- _Tasks for this exercise_
1. According to the WHO summit article, what share of countries in the European Region have a health-specific AI strategy?
2. For each statement below, say yes or no according to the WHO summit article, and quote the deciding words. (a) The conference is co-hosted by WHO/Europe and the Portuguese government. (b) WHO is promoting a single governance model for all countries. (c) Nearly two-thirds of countries already use AI in diagnostics.
3. Go on with the WHO summit article, starting after its final sentence.

- _Page text_

== Segment start ==

WHO convenes global summit on AI governance in healthcare
AI health governance discussions focused on regulation, accountability, infrastructure, workforce readiness and equitable access to technology.
The World Health Organization has brought ministers and senior officials from 37 countries to Lisbon to develop a shared approach to AI health governance, patient safety and equitable access to emerging technologies.
The global conference, co-hosted by WHO/Europe and the Portuguese government, brings together representatives from all six WHO regions, alongside leaders from the European Commission, the World Bank, the Wellcome Trust, the Aga Khan University and the Gates Foundation.
WHO said its assessment of AI readiness across the European Region revealed a substantial gap between AI adoption and governance. Nearly two-thirds of countries already use AI in diagnostics, but only 8% have a health-specific AI strategy and only 8% have standards defining liability when AI systems fail.
The Lisbon meeting is organised around three pillars: regulation and accountability, tools and infrastructure for safe deployment, and the people and institutions responsible for implementing AI in practice. Rather than promoting a single model, WHO is exploring how countries at different levels of digital development can adapt common governance principles to their own health systems.
Discussions cover legal accountability, ethics, data governance, interoperability, workforce preparation and responsible investment. Participants also stressed that effective AI governance will be essential to ensure AI narrows rather than widens inequalities between well-resourced and under-resourced health systems.
The conference also includes a meeting involving Angola, Brazil, Cabo Verde, Portugal, São Tomé and Príncipe, and Timor-Leste. The session is intended to lay the foundations for cooperation on AI and health among Portuguese-speaking countries.

== Segment end ==

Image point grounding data
== Segment start ==

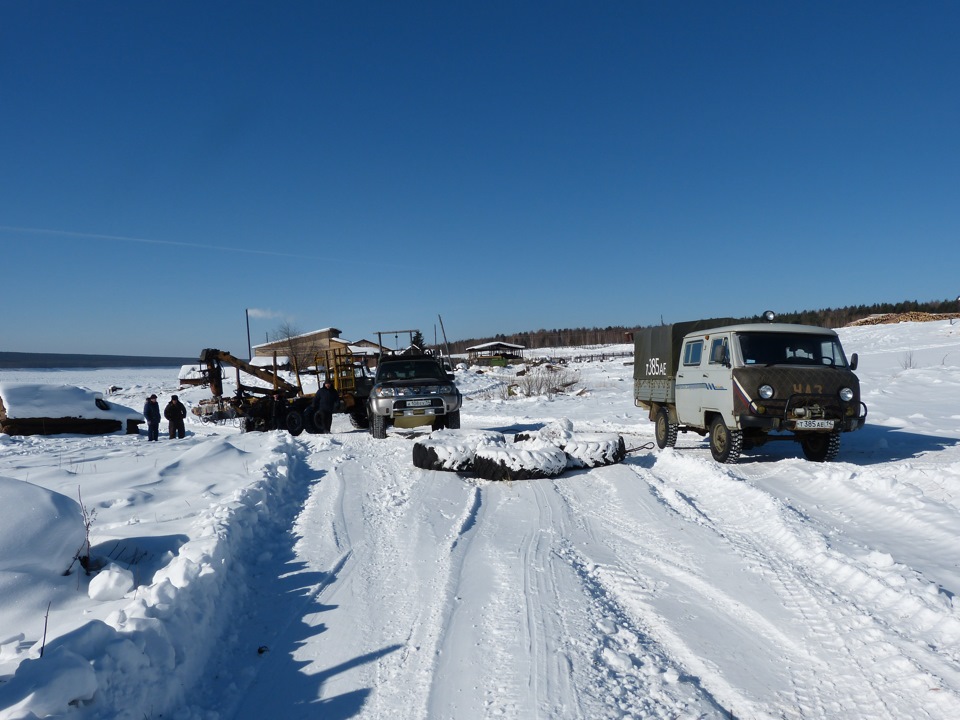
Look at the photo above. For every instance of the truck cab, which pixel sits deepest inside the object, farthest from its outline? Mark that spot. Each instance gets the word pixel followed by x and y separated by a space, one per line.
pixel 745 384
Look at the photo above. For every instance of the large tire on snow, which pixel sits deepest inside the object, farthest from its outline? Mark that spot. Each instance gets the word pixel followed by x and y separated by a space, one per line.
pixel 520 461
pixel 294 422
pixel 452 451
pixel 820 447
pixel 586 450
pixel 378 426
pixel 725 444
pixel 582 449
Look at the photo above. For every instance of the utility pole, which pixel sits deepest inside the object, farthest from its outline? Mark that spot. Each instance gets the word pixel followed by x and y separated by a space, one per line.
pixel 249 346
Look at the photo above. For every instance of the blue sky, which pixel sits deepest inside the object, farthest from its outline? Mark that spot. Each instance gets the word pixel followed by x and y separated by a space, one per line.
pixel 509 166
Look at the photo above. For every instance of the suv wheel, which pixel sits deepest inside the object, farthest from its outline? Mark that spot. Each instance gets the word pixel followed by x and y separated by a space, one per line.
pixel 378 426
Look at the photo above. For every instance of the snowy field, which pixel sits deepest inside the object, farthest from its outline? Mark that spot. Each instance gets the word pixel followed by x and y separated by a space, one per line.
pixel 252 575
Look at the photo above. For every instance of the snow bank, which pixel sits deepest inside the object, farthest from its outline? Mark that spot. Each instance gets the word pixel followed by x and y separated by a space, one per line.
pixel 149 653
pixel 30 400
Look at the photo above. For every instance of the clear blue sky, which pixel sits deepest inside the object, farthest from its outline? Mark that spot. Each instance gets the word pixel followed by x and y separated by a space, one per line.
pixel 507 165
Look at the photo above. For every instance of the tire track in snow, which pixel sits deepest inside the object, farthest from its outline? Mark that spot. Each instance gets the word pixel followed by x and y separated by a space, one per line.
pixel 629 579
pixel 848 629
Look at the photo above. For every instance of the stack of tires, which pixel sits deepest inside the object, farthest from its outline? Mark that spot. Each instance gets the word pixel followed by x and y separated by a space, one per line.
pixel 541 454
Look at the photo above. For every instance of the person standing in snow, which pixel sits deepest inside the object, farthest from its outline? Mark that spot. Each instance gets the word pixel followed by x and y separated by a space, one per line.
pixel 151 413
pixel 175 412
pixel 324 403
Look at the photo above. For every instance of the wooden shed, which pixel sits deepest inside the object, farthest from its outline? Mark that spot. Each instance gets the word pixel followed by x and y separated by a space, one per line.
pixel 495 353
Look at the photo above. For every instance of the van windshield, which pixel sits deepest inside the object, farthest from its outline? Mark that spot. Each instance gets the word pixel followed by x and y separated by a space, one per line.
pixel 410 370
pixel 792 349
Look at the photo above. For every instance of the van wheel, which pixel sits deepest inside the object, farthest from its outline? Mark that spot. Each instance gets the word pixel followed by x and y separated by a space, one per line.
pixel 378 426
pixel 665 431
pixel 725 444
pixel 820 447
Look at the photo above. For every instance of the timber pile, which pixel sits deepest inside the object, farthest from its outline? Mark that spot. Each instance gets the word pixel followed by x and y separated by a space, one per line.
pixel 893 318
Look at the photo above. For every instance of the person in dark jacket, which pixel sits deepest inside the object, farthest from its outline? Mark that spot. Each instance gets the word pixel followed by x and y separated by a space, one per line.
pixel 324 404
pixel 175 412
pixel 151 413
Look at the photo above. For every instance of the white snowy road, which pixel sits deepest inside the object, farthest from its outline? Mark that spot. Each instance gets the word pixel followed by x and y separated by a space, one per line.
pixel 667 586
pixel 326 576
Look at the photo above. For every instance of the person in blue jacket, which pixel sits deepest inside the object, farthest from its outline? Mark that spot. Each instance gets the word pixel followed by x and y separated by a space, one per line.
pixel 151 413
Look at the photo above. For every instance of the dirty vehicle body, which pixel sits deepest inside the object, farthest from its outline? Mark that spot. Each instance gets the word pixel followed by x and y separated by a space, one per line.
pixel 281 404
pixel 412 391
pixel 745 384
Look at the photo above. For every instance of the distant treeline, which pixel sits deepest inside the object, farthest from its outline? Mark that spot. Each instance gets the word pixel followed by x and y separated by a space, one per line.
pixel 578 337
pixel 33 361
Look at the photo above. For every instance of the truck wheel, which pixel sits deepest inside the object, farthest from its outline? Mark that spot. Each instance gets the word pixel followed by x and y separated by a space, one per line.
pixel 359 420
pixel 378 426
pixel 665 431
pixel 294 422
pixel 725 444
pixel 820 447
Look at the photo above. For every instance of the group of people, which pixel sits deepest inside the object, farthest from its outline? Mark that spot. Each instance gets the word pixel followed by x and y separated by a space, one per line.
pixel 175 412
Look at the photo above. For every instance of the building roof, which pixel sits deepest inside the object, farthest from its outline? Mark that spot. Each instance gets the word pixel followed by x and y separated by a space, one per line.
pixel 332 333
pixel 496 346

== Segment end ==

- _Answers_
1. Only 8%.

2.
(a) Yes: "co-hosted by WHO/Europe and the Portuguese government"
(b) No: "Rather than promoting a single model"
(c) Yes: "Nearly two-thirds of countries already use AI in diagnostics"

3.
WHO Regional Director for Europe, Hans Kluge, said governments need a shared approach to governance, workforce training and equitable access. He warned that people are increasingly consulting generative AI chatbots about medical symptoms before speaking with healthcare professionals, highlighting the urgency of effective governance.
The conference opened with technical discussions on 13 and 14 July involving researchers, clinicians and international organisations. Ministerial sessions on 15 and 16 July are expected to translate those discussions into a practical agenda for international cooperation.
Why does it matter?
The conference reflects a growing recognition that healthcare is becoming one of the most important sectors for AI governance. As hospitals and health systems adopt AI more rapidly, governments are increasingly seeking common approaches to accountability, patient safety and regulatory oversight.
WHO’s findings also expose a widening governance gap: many countries are already deploying AI in clinical settings without dedicated strategies or clear liability frameworks. International cooperation could help countries develop compatible governance approaches while reducing inequalities in access to safe and trustworthy AI-enabled healthcare.